(Natural-language object grounding data)
◇ ◇ ◇ ◇ ◇ ◇ ◇

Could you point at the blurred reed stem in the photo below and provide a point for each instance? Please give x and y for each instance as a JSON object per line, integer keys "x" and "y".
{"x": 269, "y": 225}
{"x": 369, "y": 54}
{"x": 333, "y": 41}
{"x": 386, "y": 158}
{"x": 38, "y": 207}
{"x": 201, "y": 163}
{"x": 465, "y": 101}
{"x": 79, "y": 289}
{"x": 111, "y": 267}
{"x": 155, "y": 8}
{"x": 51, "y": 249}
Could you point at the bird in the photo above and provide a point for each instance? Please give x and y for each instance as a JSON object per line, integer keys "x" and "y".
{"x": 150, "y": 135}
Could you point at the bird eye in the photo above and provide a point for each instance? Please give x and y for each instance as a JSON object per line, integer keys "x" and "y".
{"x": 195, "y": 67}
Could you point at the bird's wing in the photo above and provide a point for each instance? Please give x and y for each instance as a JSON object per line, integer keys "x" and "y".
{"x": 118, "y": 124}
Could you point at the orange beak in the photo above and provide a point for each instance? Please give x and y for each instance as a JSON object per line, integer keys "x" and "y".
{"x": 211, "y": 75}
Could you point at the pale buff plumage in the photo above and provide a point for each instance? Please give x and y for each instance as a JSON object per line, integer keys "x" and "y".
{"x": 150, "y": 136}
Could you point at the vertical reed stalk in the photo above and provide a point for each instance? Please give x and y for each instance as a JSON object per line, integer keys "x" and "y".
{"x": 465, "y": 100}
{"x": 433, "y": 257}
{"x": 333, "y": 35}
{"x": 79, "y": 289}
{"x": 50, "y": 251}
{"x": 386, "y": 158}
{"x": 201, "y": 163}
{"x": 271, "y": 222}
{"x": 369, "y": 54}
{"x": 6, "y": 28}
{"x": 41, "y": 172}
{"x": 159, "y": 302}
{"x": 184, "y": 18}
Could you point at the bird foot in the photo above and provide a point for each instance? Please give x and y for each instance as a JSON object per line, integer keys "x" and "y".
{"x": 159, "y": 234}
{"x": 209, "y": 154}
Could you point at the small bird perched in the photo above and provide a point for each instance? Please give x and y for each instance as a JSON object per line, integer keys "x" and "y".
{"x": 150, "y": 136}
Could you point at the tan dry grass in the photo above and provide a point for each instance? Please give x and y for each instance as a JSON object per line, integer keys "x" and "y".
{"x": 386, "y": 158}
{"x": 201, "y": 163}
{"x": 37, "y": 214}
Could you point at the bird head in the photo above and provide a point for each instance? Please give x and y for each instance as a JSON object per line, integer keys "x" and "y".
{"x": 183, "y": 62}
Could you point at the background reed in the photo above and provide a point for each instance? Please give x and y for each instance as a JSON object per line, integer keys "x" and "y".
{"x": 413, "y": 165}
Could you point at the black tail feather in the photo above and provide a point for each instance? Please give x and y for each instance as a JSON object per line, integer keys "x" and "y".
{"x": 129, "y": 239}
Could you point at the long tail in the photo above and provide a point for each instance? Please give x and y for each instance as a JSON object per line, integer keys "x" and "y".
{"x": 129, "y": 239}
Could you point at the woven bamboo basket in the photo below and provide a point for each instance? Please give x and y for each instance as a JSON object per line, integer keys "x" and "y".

◇ ◇ ◇ ◇ ◇ ◇ ◇

[Task to complete]: Which lines run from the one containing "Could you point at the bird head" to the end of the entries above? Print them exactly, both ends included, and nothing else.

[Answer section]:
Could you point at the bird head in the photo above and provide a point for each instance? Please give x and y for each instance as a JSON object per line, integer keys "x" and "y".
{"x": 183, "y": 62}
Could you point at the background reed in the photo above and provide a point for each instance? Please give x and y for each instance as a JSON object per line, integer keys "x" and "y".
{"x": 413, "y": 165}
Could you point at the black tail feather in the photo above and provide a point for each instance? Please give x and y for each instance as a JSON object per line, integer keys "x" and "y".
{"x": 129, "y": 239}
Could you point at the long tail in the photo above and provide a point for each instance? Please give x and y for each instance as a JSON object per line, integer keys "x" and "y".
{"x": 129, "y": 239}
Could you point at the woven bamboo basket in the photo below and provide a point for each instance? Please give x and y for each instance as a JSON object per line, integer keys "x" and "y".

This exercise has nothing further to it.